**Tasks to perform**
**a)** Summarize the forum post about missing data in three sentences.
**b)** Copy the forum post word for word, starting with "In many sciences, waiting" and going on through "per dollar :-)".

**Article**
+++++
[Numpy-discussion] missing data discussion round 2

Wed Jun 29 02:53:43 EDT 2011

On 06/28/2011 11:52 PM, Matthew Brett wrote:
> Hi,
>
> On Tue, Jun 28, 2011 at 5:38 PM, Charles R Harris
> <charlesr.harris at gmail.com>  wrote:
>> Nathaniel, an implementation using masks will look *exactly* like an
>> implementation using na-dtypes from the user's point of view. Except that
>> taking a masked view of an unmasked array allows ignoring values without
>> destroying or copying the original data. The only downside I can see to an
>> implementation using masks is memory and disk storage, and perhaps memory
>> mapped arrays. And I rather expect the former to solve itself in a few
>> years, eight gigs is becoming a baseline for workstations and in a couple of
>> years I expect that to be up around 16-32, and a few years after that.... In
>> any case we are talking 12% - 25% overhead, and in practice I expect it
>> won't be quite as big a problem as folks project.
>
> Or, in the case of 16 bit integers, 50% memory overhead.
>
> I honestly find it hard to believe that I will not care about memory
> use in the near future, and I don't think it's wise to make decisions
> on that assumption.

In many sciences, waiting for the future makes things worse, not better, 
simply because the amount of available data easily grows at a faster 
rate than the amount of memory you can get per dollar :-)

Dag Sverre
+++++
**Supplied data**
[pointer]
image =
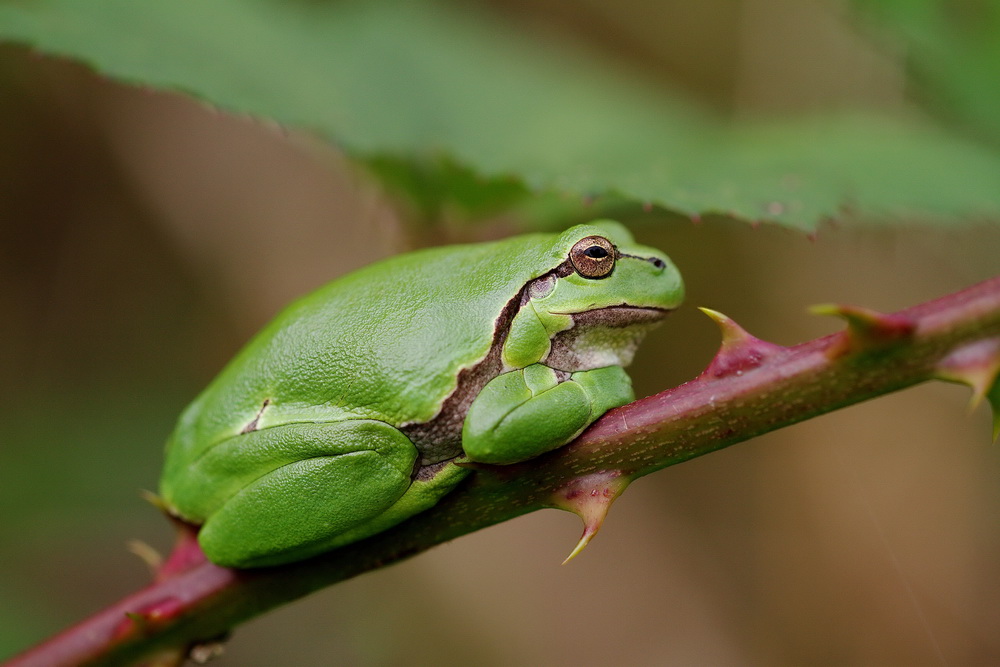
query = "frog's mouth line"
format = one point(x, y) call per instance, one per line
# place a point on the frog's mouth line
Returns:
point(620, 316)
+++++
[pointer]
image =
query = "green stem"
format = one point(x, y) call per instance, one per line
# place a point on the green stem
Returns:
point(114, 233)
+++++
**Answers**
**a)** Charles R Harris argues that a mask-based implementation would look exactly like one using na-dtypes to users, while letting a masked view ignore values without destroying or copying the original data. He sees memory and disk storage as the main downside, an overhead of 12% to 25% that he expects to matter less as workstation memory grows. Matthew Brett notes the overhead would be 50% for 16-bit integers and doubts memory use will stop mattering, and Dag Sverre adds that in many sciences available data grows faster than the memory you can get per dollar.

**b)**
In many sciences, waiting for the future makes things worse, not better, 
simply because the amount of available data easily grows at a faster 
rate than the amount of memory you can get per dollar :-)